*** AANGELEVERDE GEGEVENS ***
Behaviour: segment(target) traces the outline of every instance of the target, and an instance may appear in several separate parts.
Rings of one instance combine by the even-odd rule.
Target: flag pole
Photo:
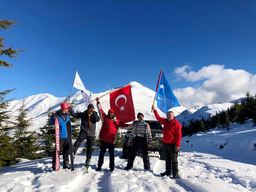
[[[160,79],[161,78],[161,76],[162,75],[162,73],[163,72],[163,69],[161,70],[161,72],[160,72],[160,75],[159,75],[159,78],[158,78],[158,82],[157,82],[157,85],[156,86],[156,94],[155,94],[155,97],[154,98],[154,102],[153,102],[153,106],[154,106],[154,101],[156,100],[156,93],[157,92],[157,89],[158,89],[158,85],[159,85],[159,81],[160,81]],[[151,113],[153,111],[153,110],[151,110]]]
[[[72,94],[72,91],[73,91],[73,88],[74,87],[74,83],[75,82],[75,75],[77,75],[77,70],[75,71],[75,77],[74,78],[74,81],[73,82],[73,85],[72,85],[72,89],[71,89],[71,93],[70,93],[70,100],[68,100],[68,103],[70,102],[70,99],[71,99],[71,95]]]
[[[128,86],[129,85],[131,85],[131,84],[128,84],[128,85],[125,85],[124,86],[123,86],[122,87],[120,87],[120,88],[118,88],[118,87],[116,87],[115,88],[114,88],[114,89],[113,89],[113,90],[111,90],[109,92],[108,92],[106,94],[105,94],[105,95],[102,95],[102,96],[100,96],[100,97],[99,97],[99,99],[101,98],[101,97],[103,97],[103,96],[105,96],[105,95],[107,95],[110,94],[111,93],[112,93],[112,92],[113,92],[114,91],[117,91],[117,90],[119,90],[119,89],[122,89],[122,88],[124,88],[124,87],[126,87],[126,86]],[[89,102],[88,102],[88,103],[92,103],[92,102],[94,101],[95,101],[95,100],[96,100],[96,99],[93,99],[93,100],[92,100],[91,101],[89,101]]]

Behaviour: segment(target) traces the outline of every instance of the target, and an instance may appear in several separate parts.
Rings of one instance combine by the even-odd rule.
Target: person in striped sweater
[[[137,115],[139,120],[137,123],[134,124],[132,132],[128,140],[128,145],[134,138],[135,138],[132,145],[132,151],[127,161],[127,165],[124,169],[128,170],[132,168],[135,157],[139,148],[140,147],[142,153],[144,169],[150,169],[150,163],[147,152],[147,141],[148,146],[152,146],[152,137],[149,125],[144,120],[144,115],[139,113]]]

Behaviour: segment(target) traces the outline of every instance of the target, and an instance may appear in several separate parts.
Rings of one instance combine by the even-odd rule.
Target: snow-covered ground
[[[142,158],[137,156],[133,168],[124,170],[127,161],[122,158],[122,149],[118,148],[115,151],[113,172],[109,171],[107,152],[102,171],[97,172],[99,152],[93,152],[88,174],[83,174],[85,154],[76,156],[74,171],[61,168],[51,172],[50,158],[24,161],[1,169],[0,191],[256,191],[255,165],[206,153],[181,152],[178,157],[179,177],[174,180],[160,175],[165,170],[165,161],[153,154],[150,154],[151,170],[144,170]]]
[[[211,129],[181,139],[183,150],[196,151],[256,165],[256,127],[252,120],[243,124],[231,125],[230,130]]]
[[[145,120],[156,120],[154,114],[150,112],[155,92],[137,82],[132,81],[130,83],[131,84],[135,116],[137,116],[137,114],[140,112],[144,114]],[[88,93],[91,94],[92,99],[94,99],[109,91],[110,90],[107,90],[102,93],[93,93],[88,91]],[[39,131],[38,128],[43,127],[46,123],[47,112],[50,106],[52,111],[60,110],[60,104],[65,102],[65,97],[56,97],[48,93],[41,93],[26,97],[25,102],[26,107],[29,110],[27,116],[28,118],[33,119],[33,125],[29,129],[32,131]],[[71,102],[74,103],[75,111],[82,112],[87,109],[80,91],[72,95]],[[100,103],[103,110],[107,111],[110,109],[109,95],[102,97]],[[16,100],[10,102],[10,106],[7,110],[11,111],[12,121],[14,121],[16,119],[16,117],[19,115],[18,109],[20,107],[21,103],[21,100]],[[98,112],[96,107],[96,102],[93,102],[92,103],[94,105],[95,111]],[[156,107],[157,106],[156,101],[154,105]],[[172,110],[175,115],[177,115],[186,109],[181,106],[174,107]],[[159,110],[158,111],[160,115],[163,117],[166,116],[160,110]],[[98,135],[101,126],[101,121],[96,124],[96,135]]]
[[[62,168],[52,172],[50,158],[24,160],[0,169],[0,191],[256,192],[256,127],[252,125],[250,120],[231,125],[228,131],[215,129],[182,138],[176,180],[160,176],[165,161],[158,158],[157,152],[150,154],[151,170],[143,169],[138,156],[132,170],[124,170],[127,160],[117,148],[112,173],[107,152],[99,172],[95,170],[99,151],[93,151],[89,173],[85,174],[86,154],[76,156],[72,172]]]

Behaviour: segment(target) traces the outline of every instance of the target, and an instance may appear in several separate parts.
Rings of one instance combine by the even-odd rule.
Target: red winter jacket
[[[175,145],[180,146],[181,140],[181,125],[175,117],[169,121],[167,118],[161,117],[156,110],[154,111],[156,118],[164,125],[163,132],[163,142],[166,143],[175,143]]]
[[[118,128],[126,129],[128,128],[127,127],[129,125],[122,123],[115,116],[111,118],[104,113],[99,103],[97,103],[97,107],[102,122],[100,133],[100,139],[107,143],[114,143],[115,142],[115,136]]]

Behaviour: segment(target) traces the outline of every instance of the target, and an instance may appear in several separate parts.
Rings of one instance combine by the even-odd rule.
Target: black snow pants
[[[171,170],[173,171],[173,175],[178,175],[178,150],[175,148],[175,144],[163,143],[163,151],[166,161],[166,170],[171,174]]]
[[[115,150],[115,144],[107,143],[102,140],[100,140],[100,150],[98,160],[98,167],[101,168],[104,162],[104,155],[107,151],[107,149],[109,149],[109,168],[111,169],[114,168],[115,167],[115,156],[114,154]]]
[[[74,147],[76,149],[76,150],[77,150],[77,149],[80,146],[81,143],[85,139],[86,139],[86,145],[87,148],[87,152],[86,154],[86,163],[88,162],[89,163],[92,157],[92,145],[93,143],[94,137],[88,136],[86,133],[81,130],[79,133],[78,138],[77,139],[77,141],[75,141],[75,143],[74,143]]]
[[[68,154],[69,153],[69,145],[68,145],[68,138],[60,138],[60,152],[61,150],[61,149],[63,149],[63,163],[69,162],[68,158]],[[55,164],[56,163],[56,151],[53,152],[53,164]]]
[[[134,139],[132,144],[132,151],[127,161],[127,165],[126,167],[128,169],[132,168],[134,159],[136,156],[139,148],[140,147],[142,153],[144,169],[150,169],[150,163],[149,163],[149,158],[147,152],[147,138],[145,136],[140,137],[136,136]]]

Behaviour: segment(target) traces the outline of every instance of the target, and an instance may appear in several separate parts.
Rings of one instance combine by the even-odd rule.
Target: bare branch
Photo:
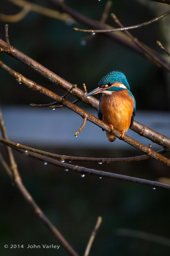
***
(SCHRIFTELIJKE OPDRACHT) Verzamel uit de gegevens hierboven alle regels waarin de tekenreeks "snow" voorkomt. Het verschil tussen hoofdletters en kleine letters telt mee.

(RESULTAAT OEFENING)
Target: snow-covered ground
Target: black snow pants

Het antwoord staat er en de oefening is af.